━━━ Available data ━━━

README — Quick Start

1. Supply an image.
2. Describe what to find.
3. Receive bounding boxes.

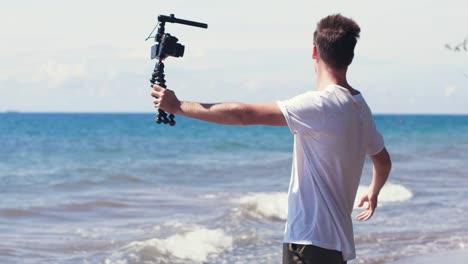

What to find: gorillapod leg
[150,60,175,126]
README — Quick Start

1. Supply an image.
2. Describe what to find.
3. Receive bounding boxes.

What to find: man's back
[278,85,384,260]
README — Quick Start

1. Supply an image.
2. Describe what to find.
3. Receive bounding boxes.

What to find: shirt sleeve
[277,92,324,134]
[366,118,385,156]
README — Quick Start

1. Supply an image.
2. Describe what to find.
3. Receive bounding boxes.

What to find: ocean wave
[232,183,413,221]
[233,192,288,221]
[104,225,233,264]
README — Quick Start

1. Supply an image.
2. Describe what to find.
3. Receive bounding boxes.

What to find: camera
[151,33,185,60]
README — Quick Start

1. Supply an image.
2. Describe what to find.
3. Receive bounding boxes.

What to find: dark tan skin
[151,47,392,221]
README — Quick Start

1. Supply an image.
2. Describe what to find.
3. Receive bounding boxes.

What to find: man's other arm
[151,85,287,126]
[356,148,392,221]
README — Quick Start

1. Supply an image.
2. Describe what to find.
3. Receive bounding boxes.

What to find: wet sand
[392,249,468,264]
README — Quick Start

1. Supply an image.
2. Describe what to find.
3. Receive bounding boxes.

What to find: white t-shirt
[278,85,384,261]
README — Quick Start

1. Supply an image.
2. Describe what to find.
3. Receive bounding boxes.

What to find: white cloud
[444,85,459,97]
[32,61,87,87]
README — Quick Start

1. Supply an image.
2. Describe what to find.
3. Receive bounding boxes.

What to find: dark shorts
[283,243,346,264]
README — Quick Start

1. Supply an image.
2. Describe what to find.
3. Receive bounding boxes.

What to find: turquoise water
[0,113,468,263]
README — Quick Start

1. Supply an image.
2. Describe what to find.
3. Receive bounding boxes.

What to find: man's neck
[316,64,355,94]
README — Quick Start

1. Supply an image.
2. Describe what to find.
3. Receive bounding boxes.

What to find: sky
[0,0,468,114]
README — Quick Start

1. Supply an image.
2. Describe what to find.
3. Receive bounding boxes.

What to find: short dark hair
[314,14,361,69]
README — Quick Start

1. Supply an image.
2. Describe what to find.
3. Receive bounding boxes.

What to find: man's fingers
[151,91,162,98]
[356,209,374,221]
[358,196,367,207]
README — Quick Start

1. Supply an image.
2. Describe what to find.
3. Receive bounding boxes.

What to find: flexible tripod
[146,14,208,126]
[150,59,175,126]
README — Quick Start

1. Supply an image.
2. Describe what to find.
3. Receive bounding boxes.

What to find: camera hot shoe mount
[146,14,208,126]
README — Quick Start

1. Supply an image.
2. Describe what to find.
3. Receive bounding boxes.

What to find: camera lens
[173,43,185,57]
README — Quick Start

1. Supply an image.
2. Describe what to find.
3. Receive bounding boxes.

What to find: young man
[151,14,391,264]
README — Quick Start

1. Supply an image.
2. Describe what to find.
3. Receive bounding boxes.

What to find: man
[151,14,391,264]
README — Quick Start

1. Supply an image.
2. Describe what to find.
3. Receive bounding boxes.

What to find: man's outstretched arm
[151,85,287,126]
[357,148,392,221]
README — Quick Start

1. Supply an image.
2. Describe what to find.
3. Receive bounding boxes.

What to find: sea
[0,113,468,264]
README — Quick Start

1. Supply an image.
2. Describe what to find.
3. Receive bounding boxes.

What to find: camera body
[151,33,185,60]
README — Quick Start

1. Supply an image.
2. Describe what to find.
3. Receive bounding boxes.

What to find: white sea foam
[104,226,233,264]
[233,192,288,220]
[233,183,413,220]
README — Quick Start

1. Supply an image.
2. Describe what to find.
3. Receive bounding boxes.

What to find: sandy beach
[392,249,468,264]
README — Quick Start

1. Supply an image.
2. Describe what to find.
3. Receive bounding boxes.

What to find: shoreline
[390,249,468,264]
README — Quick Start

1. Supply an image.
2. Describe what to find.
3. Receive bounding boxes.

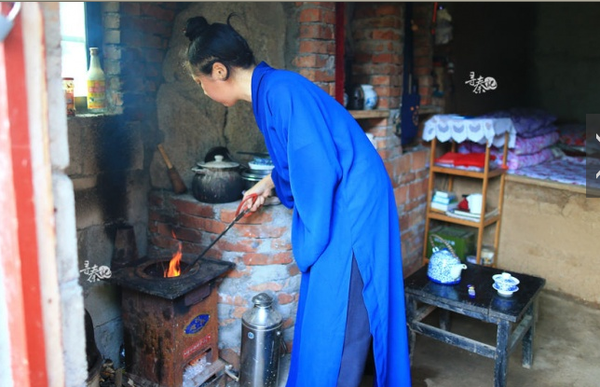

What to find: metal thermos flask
[240,293,283,387]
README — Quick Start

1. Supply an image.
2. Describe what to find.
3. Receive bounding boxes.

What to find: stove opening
[142,260,189,279]
[182,348,217,387]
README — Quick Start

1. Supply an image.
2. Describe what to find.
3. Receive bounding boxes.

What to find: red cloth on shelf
[435,152,496,168]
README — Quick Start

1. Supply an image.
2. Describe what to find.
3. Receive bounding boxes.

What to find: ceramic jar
[360,85,377,110]
[192,155,245,203]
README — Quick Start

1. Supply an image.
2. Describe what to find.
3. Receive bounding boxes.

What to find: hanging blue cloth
[252,62,410,387]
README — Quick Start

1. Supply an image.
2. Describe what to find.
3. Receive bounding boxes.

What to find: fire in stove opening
[164,231,182,278]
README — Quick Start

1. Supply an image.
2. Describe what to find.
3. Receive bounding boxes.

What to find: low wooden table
[404,263,546,387]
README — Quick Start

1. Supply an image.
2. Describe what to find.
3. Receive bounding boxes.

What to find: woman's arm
[244,174,275,212]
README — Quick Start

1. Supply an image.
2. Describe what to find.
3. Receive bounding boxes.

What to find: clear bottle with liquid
[87,47,106,112]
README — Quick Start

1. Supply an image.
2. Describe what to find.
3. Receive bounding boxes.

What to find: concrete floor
[280,291,600,387]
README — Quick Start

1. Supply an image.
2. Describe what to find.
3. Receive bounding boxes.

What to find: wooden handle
[158,144,173,169]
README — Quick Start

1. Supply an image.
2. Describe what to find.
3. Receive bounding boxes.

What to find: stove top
[109,258,235,300]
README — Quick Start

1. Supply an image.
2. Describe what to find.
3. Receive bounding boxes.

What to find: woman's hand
[244,174,275,212]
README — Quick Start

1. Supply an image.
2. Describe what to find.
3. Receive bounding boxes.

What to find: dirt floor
[100,291,600,387]
[361,292,600,387]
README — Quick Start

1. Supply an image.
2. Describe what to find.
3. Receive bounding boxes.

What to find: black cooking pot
[192,155,245,203]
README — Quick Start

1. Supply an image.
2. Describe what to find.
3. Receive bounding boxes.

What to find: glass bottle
[87,47,106,112]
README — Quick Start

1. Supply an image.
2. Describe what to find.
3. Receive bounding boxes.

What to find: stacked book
[431,191,458,212]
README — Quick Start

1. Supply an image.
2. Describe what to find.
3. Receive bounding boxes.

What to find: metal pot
[192,155,245,203]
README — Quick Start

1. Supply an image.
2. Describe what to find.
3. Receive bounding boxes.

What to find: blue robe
[252,62,410,387]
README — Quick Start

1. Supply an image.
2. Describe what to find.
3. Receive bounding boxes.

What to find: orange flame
[165,232,182,278]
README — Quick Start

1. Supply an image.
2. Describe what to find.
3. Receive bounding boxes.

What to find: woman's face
[192,64,237,107]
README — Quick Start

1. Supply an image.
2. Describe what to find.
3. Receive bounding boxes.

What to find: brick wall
[413,3,434,106]
[292,2,335,95]
[102,2,181,122]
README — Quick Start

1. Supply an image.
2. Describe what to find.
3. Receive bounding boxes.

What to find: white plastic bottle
[87,47,106,112]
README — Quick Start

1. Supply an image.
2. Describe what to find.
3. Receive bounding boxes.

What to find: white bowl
[492,282,519,297]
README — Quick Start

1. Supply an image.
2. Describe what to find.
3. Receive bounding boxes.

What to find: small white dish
[492,272,521,288]
[492,282,519,297]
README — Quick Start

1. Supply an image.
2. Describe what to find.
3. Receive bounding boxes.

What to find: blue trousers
[337,257,371,387]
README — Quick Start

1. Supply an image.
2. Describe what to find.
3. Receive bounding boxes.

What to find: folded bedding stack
[458,108,563,170]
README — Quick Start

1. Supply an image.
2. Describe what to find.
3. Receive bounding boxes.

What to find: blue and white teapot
[427,234,467,285]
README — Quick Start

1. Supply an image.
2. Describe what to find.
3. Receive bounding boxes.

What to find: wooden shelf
[348,109,390,119]
[427,210,500,228]
[430,165,506,179]
[423,133,508,266]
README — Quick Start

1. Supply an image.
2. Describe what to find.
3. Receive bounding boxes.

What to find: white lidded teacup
[492,272,520,294]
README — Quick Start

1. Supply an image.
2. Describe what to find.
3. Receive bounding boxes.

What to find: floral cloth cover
[481,108,556,138]
[423,114,516,148]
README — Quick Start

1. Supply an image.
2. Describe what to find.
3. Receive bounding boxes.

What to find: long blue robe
[252,62,410,387]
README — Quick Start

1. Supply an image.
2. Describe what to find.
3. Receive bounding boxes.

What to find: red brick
[375,3,402,15]
[244,252,294,265]
[271,238,292,251]
[171,197,215,218]
[299,23,334,40]
[178,214,225,234]
[219,238,263,253]
[394,185,408,205]
[299,40,335,54]
[373,29,401,41]
[140,3,175,21]
[294,54,331,68]
[220,208,273,224]
[277,293,299,305]
[410,149,429,171]
[150,234,177,249]
[249,282,282,292]
[234,225,289,238]
[227,267,252,278]
[175,227,203,242]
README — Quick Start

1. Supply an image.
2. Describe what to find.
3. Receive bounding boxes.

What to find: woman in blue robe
[185,16,411,387]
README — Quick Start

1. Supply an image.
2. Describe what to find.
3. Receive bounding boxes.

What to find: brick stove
[111,257,234,387]
[147,190,301,370]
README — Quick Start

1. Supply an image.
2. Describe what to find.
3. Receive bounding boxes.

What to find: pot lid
[196,155,240,169]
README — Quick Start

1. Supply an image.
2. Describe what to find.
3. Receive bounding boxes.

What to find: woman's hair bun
[183,16,210,42]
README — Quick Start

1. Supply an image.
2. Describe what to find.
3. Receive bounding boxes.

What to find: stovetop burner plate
[109,258,235,300]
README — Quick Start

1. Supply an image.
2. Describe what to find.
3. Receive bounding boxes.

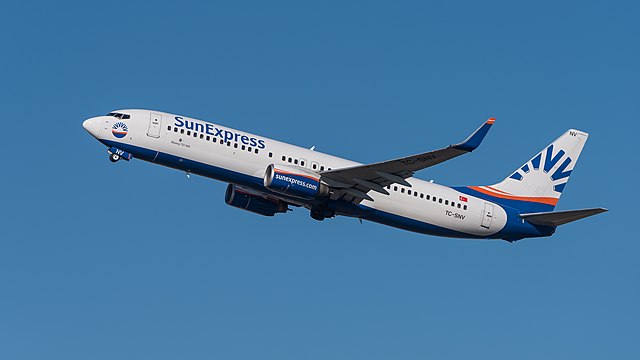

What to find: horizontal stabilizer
[520,208,608,227]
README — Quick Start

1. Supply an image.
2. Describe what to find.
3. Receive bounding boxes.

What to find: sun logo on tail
[111,121,129,139]
[509,145,572,193]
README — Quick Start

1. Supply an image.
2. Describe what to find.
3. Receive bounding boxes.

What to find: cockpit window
[107,113,131,120]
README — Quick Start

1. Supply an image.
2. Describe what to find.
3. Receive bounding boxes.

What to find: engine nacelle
[224,184,289,216]
[264,164,329,199]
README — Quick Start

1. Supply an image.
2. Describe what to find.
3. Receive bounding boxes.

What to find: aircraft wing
[320,118,495,203]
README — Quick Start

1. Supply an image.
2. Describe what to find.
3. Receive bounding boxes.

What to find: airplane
[82,109,607,242]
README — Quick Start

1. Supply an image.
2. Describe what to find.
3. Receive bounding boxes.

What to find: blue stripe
[453,186,555,213]
[100,139,548,240]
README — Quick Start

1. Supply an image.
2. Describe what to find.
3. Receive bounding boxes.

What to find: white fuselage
[84,110,507,238]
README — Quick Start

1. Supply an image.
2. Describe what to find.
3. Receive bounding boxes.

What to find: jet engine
[224,184,289,216]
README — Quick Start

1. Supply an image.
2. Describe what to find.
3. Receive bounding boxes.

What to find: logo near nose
[111,121,129,139]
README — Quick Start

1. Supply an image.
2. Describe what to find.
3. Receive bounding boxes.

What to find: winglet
[451,118,496,152]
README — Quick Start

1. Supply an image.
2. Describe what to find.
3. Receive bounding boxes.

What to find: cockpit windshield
[107,113,131,120]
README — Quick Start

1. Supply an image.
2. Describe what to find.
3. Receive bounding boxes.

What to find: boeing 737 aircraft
[82,110,607,242]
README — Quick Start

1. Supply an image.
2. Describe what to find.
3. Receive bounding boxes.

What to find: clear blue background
[0,1,640,360]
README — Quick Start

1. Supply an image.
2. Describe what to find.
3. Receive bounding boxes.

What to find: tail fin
[471,129,589,211]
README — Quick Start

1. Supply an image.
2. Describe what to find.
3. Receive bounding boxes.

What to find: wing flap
[320,118,495,203]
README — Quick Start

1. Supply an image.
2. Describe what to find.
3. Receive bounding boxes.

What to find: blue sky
[0,1,640,360]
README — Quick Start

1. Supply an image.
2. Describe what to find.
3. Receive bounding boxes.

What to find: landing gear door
[481,203,493,229]
[147,113,162,138]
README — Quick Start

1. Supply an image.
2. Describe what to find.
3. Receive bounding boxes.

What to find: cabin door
[147,113,162,138]
[481,203,493,229]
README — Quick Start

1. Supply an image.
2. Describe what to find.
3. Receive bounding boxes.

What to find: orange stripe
[485,186,511,195]
[469,186,558,206]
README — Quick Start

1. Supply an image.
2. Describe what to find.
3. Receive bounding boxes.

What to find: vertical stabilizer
[470,129,589,211]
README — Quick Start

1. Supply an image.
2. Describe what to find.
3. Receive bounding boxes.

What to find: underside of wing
[320,118,495,203]
[520,208,608,227]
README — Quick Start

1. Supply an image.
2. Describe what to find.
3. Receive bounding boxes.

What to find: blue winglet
[451,118,496,152]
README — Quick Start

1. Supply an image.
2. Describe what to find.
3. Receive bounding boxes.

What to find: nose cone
[82,118,101,138]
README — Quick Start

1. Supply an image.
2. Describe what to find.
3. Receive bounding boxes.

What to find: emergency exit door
[481,203,493,229]
[147,113,162,138]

━━━

(Instructions for the task):
Find each line in the data that contains the word "winglet" with the same capitalization, and copy those lines out.

(Task response):
What to find: winglet
What to find: blue winglet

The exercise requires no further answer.